My Side of the Story

The very thing that turned me away from the Church brought me back wholeheartedly! This is my side of the story…

Born and raised in Philadelphia, I attended a Catholic school like most of my friends. Our family attended Mass only on Christmas and Easter. I learned about the sacraments in school, but mostly I memorized the correct answers to get them right on a test. I was a good kid. I didn’t struggle with any major sins. My friends teased that I’d probably become a nun because I was such a goodie two-shoes. But I wasn’t connecting well with my faith. And after a bad confession experience in fourth grade, I decided never to return. I turned away from the Church.

After high school I worked as a server at the Olive Garden. One of my coworkers was an incredibly handsome guy named Keith. A talented musician and a strong Christian, Keith invited me to his non-denominational church, and I loved it. We attended together often, but soon Keith accepted a position as a youth pastor in his home state of Iowa. We missed each other terribly, so I followed him. We married in 1996, and everything was perfect: Keith loved his job at the church: the congregation took wonderful care of us, we had three beautiful children, and I loved us being a pastor’s family. We served there and at a handful of other churches for two decades. Ministry had its ups and downs, but we loved it.

Prompt
Pick up the first-person account of leaving and returning to the Church and continue it from its last sentence.

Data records
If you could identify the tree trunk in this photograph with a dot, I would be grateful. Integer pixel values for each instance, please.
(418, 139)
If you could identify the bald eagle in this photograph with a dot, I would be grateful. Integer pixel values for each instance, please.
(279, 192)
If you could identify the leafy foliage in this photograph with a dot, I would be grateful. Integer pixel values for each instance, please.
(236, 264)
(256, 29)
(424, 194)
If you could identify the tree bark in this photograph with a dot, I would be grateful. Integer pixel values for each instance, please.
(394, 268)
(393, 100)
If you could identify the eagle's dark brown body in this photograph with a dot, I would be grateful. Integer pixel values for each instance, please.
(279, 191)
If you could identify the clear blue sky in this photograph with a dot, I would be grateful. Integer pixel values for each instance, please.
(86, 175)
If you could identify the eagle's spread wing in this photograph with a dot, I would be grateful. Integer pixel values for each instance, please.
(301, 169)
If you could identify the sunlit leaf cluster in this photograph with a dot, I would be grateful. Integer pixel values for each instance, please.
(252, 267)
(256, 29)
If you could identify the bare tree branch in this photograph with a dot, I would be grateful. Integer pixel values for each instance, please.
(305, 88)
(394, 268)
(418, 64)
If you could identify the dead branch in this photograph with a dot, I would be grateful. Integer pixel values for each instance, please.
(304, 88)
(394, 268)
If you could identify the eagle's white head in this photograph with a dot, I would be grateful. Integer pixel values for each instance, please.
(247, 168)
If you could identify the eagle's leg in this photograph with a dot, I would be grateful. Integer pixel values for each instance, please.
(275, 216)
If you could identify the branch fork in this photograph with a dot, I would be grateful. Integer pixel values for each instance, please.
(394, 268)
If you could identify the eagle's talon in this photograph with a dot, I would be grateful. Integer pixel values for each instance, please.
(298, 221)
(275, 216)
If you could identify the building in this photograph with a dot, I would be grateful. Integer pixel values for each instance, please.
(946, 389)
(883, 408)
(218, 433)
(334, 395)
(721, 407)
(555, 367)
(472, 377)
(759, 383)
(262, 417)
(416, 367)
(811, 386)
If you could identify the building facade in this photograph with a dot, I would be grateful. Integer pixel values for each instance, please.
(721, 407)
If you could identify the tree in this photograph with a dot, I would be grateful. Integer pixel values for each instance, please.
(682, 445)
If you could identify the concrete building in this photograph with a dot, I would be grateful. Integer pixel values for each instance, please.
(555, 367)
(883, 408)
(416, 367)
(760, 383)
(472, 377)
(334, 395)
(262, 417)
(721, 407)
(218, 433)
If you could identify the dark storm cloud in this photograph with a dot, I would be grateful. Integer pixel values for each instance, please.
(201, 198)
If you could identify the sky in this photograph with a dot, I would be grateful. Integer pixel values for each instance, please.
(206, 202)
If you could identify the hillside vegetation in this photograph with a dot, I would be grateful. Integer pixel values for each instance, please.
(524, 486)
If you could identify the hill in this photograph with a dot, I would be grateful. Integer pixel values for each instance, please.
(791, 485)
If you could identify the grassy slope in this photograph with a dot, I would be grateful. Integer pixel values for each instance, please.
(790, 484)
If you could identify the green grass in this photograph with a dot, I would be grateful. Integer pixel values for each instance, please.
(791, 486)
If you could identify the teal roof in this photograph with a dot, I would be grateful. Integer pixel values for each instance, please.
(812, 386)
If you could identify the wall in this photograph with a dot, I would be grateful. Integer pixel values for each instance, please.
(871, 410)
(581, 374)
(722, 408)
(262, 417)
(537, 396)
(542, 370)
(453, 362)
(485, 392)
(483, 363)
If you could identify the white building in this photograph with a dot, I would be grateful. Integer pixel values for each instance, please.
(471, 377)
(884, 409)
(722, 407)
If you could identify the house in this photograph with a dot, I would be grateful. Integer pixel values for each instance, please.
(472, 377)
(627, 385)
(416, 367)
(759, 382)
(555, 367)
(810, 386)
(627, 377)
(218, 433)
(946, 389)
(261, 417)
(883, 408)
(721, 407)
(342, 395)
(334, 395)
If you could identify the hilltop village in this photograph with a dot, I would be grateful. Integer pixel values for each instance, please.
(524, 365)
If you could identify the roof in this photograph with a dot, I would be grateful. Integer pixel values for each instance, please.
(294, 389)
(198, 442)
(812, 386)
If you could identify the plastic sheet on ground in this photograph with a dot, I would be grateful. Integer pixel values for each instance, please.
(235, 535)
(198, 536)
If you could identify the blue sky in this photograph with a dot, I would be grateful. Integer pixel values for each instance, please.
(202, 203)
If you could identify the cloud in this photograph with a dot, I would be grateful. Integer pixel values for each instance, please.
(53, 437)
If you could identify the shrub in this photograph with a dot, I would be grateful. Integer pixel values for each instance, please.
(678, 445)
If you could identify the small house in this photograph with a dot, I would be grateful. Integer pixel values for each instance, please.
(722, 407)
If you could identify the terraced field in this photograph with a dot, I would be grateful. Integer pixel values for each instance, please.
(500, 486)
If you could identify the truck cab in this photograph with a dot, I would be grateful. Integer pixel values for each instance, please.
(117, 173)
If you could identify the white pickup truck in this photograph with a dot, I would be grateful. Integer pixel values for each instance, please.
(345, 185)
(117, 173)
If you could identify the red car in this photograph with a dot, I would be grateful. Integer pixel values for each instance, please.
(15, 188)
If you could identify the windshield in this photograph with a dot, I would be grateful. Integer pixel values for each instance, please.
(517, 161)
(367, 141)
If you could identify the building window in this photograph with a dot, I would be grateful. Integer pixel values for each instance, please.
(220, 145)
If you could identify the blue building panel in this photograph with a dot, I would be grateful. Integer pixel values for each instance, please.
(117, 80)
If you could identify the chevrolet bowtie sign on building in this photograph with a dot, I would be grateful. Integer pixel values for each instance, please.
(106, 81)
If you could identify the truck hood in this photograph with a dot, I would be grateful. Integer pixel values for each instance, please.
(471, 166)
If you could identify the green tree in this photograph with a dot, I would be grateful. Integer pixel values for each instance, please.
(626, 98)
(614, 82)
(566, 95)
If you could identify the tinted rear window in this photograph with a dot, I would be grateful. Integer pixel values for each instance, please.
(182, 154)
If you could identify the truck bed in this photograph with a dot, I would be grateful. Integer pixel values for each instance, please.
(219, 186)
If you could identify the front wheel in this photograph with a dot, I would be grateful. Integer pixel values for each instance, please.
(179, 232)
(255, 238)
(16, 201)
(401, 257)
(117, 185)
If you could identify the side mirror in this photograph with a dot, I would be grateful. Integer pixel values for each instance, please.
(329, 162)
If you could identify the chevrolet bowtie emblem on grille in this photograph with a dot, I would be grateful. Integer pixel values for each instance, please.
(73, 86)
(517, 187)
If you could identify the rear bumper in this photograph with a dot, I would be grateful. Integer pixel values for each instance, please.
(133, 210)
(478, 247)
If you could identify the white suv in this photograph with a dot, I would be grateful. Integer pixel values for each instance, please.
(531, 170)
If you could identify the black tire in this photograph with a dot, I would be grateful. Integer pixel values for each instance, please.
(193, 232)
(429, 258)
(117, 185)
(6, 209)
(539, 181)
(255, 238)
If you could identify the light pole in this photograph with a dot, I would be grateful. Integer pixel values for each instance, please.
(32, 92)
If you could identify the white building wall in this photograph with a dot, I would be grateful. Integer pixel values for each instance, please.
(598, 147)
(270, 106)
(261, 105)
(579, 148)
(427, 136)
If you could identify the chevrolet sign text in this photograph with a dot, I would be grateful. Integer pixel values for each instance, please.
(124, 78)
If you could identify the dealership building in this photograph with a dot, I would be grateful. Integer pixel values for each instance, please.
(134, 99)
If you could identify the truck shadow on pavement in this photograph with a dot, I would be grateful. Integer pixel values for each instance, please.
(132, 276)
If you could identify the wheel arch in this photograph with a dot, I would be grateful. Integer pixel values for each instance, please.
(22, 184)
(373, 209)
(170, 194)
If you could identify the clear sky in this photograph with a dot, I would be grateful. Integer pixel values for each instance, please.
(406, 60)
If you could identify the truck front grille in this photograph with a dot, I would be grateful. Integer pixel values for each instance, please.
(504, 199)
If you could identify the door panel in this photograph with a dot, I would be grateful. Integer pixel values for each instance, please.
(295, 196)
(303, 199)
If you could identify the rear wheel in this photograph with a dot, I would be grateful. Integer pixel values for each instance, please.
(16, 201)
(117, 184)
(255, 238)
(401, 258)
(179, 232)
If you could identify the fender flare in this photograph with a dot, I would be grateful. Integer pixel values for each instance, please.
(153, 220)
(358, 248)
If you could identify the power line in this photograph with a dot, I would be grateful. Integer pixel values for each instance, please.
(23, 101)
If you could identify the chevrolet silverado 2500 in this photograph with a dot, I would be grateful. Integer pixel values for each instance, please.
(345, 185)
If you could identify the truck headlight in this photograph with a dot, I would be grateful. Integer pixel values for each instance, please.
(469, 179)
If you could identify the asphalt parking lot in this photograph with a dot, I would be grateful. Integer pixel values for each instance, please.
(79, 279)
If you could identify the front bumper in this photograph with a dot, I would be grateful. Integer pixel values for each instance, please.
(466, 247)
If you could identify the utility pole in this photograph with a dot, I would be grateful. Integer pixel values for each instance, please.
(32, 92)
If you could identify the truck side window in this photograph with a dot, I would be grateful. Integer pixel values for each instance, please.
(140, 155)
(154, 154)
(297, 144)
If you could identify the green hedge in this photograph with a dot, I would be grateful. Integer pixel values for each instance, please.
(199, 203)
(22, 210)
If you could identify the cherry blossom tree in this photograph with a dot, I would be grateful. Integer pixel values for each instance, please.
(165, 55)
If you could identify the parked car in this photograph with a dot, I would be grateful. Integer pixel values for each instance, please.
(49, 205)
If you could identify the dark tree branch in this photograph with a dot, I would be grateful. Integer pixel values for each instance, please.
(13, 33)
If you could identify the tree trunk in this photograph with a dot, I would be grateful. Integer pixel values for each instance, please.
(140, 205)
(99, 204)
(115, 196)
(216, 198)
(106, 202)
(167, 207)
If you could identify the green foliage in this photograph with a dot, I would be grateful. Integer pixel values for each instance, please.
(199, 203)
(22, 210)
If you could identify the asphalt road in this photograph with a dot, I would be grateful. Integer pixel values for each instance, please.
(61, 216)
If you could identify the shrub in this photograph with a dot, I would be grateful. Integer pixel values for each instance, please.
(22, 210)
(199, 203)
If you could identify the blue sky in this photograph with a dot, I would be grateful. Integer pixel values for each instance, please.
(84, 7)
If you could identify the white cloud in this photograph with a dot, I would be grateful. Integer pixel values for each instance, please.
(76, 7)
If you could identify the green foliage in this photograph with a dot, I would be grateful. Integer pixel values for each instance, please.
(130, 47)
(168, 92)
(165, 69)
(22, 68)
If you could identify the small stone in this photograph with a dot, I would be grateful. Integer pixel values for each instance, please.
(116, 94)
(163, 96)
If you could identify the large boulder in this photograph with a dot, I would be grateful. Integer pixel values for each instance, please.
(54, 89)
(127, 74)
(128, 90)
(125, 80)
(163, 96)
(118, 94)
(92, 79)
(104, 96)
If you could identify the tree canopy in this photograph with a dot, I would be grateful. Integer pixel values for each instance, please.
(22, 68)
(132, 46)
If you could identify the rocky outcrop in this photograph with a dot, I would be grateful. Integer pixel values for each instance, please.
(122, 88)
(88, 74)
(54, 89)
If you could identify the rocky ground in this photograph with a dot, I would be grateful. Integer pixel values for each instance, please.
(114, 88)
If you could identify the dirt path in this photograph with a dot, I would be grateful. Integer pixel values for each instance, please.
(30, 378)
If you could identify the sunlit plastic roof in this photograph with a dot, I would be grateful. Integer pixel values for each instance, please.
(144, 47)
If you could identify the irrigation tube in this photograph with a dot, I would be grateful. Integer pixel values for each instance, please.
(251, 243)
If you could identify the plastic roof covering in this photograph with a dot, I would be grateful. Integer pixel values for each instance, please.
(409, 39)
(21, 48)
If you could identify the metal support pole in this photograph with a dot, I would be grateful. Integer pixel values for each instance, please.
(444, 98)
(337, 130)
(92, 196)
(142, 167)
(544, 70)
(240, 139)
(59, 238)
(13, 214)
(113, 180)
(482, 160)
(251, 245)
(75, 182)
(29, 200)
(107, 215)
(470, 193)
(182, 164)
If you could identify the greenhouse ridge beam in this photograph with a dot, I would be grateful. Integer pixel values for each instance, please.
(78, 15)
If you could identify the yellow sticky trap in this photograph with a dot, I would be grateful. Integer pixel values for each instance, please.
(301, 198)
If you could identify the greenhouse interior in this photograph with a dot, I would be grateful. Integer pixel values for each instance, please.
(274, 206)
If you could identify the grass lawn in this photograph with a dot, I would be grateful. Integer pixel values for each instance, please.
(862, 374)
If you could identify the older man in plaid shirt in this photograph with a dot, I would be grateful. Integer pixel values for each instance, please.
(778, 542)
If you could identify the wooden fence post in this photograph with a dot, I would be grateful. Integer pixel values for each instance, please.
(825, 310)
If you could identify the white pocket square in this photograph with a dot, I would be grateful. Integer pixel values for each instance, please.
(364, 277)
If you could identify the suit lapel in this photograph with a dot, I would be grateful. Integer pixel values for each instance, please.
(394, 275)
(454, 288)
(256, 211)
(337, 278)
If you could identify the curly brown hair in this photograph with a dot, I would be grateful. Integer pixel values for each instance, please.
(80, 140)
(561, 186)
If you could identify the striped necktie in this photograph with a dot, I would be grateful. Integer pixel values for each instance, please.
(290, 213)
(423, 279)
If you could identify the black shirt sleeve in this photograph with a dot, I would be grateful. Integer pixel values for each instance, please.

Response to this task
The Tipping Point

Then, after 22 years as a pastor, Keith announced one day, “I think God is calling me to quit my job and convert to Catholicism.” I was shocked, even as I learned that he had been privately considering Catholicism for a long time. He had read books about Catholicism and discussed the faith with priests and catholic friends. What he discovered about the Church Fathers, the sacraments, and the papacy had shaken him to his core, but he had kept going. I loved his new excitement, but I wasn’t interested and didn’t think he’d go through with it. There was no way the Keith I knew would convert to the dull and lifeless religion of my upbringing. But the more I noticed Keith light up when he spoke about converting, the more I panicked. The kids were getting older and had grown up in churches they loved; even if we wanted to, we couldn’t make them convert. “God can’t want to divide our home,” I thought…

How could I go back to what meant so little to me as a child, especially since my new Protestant faith kept me fulfilled. I’d need to work through things like Confession—something I never wanted to do again. I secretly hoped this was just a phase Keith would soon get over. The tipping point for Keith came after a Catholic apologetics talk where he felt God speaking directly to him. He came home and said, “That’s it, I’m doing this. I’m converting. I don’t know what we will do for money, but I know that God is calling me to this; we will figure it out.” The next day, he told his church he was resigning. Now I had to decide what to do.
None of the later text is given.